Records from a data source:
Start of Block

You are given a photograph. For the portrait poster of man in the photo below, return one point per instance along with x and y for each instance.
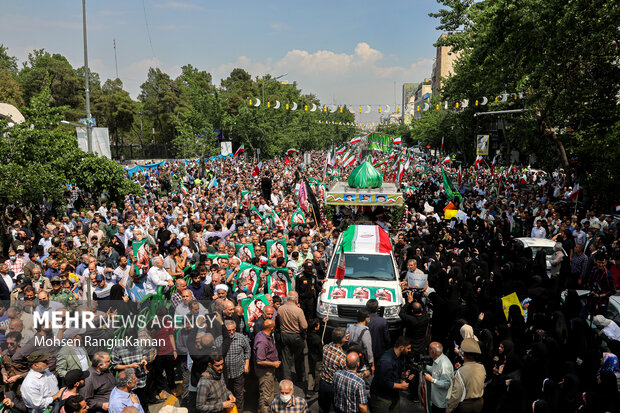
(298, 218)
(244, 251)
(250, 273)
(278, 281)
(142, 252)
(482, 145)
(276, 247)
(253, 309)
(216, 258)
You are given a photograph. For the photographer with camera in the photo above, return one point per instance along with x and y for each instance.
(416, 322)
(440, 377)
(466, 395)
(601, 284)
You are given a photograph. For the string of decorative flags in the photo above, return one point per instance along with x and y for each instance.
(313, 107)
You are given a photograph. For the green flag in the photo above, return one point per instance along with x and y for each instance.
(244, 251)
(449, 187)
(276, 247)
(253, 309)
(262, 218)
(142, 256)
(298, 218)
(251, 274)
(278, 281)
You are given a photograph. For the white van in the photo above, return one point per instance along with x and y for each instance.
(370, 272)
(539, 244)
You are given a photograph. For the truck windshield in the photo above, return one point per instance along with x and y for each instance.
(365, 266)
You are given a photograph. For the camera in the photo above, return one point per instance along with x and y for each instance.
(425, 360)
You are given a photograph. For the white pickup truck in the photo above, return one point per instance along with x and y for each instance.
(369, 272)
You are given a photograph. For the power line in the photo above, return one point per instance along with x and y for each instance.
(148, 32)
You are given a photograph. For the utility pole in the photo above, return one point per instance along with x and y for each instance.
(115, 59)
(89, 124)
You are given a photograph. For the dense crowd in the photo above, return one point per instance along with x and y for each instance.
(206, 253)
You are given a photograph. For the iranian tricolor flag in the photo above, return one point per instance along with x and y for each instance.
(366, 238)
(257, 168)
(340, 268)
(348, 159)
(573, 195)
(239, 151)
(478, 161)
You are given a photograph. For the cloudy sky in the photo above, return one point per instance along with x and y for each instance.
(346, 52)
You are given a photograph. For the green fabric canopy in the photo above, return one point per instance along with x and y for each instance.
(365, 176)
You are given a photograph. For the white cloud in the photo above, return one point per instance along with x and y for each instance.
(364, 76)
(112, 12)
(179, 5)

End of Block

** Task **
Please set down every record exactly as it appears, leaving out the pictures.

** Answer box **
You are given a photograph. For the portrait poster of man in the photo below, return one point per instance along with x and y for each instance.
(298, 218)
(244, 251)
(250, 273)
(278, 281)
(142, 252)
(482, 145)
(276, 247)
(253, 309)
(216, 258)
You are given a photograph. For the photographer with camera in the photo above, return one point per instance along with x and y for each instance.
(416, 322)
(440, 377)
(466, 395)
(601, 284)
You are given a photograph. For the string of decorative flags in the photo above, return one point per instance along with x and y for each instance.
(313, 107)
You are given a photograph. For the green flag in the photo above, return one point per instance along with x and y for each instance.
(244, 251)
(449, 187)
(276, 247)
(253, 309)
(262, 218)
(142, 256)
(298, 218)
(251, 274)
(278, 281)
You are given a photograph. For the white van in the photo above, return one point per instance along with x and y for each instance.
(370, 272)
(539, 244)
You are given a photograph. For the truck windshield in the photo above, return one point per instance along with x and y for each instance.
(365, 266)
You are given a photograph. For the camera in the photo above, return one point per instance along with x and y for each instance.
(425, 360)
You are given a photograph. For the white pickup truck in the photo above, return one point per instance along with x and y for each instance.
(369, 272)
You are given a photograph. For the power line in the photo above, return one point per instance along with x and y for each instance.
(148, 32)
You are given a photograph. For the utility pole in the photo above, return one point per instance along with x and y for each instance.
(115, 59)
(89, 124)
You are given a photograph. For the dense crowd in the photo above, return one point per instance along with x and y for each instance.
(206, 253)
You are given a photograph. For the iranian tricolor flag in the photo above, return one point per instance along with x and y for each instance.
(366, 238)
(257, 168)
(340, 268)
(348, 159)
(573, 195)
(239, 151)
(478, 161)
You are given a photograph. For the cloudy sky in the photo above, return one point per instance along with x and y for each instance.
(346, 52)
You are given a photograph. For the green fabric canopy in the photo above, return one point per instance along with x and y for each instance.
(365, 176)
You are given a photograph. For the white cloud in the photo above, return one point per instance along with x and y for each instance.
(364, 76)
(112, 12)
(179, 5)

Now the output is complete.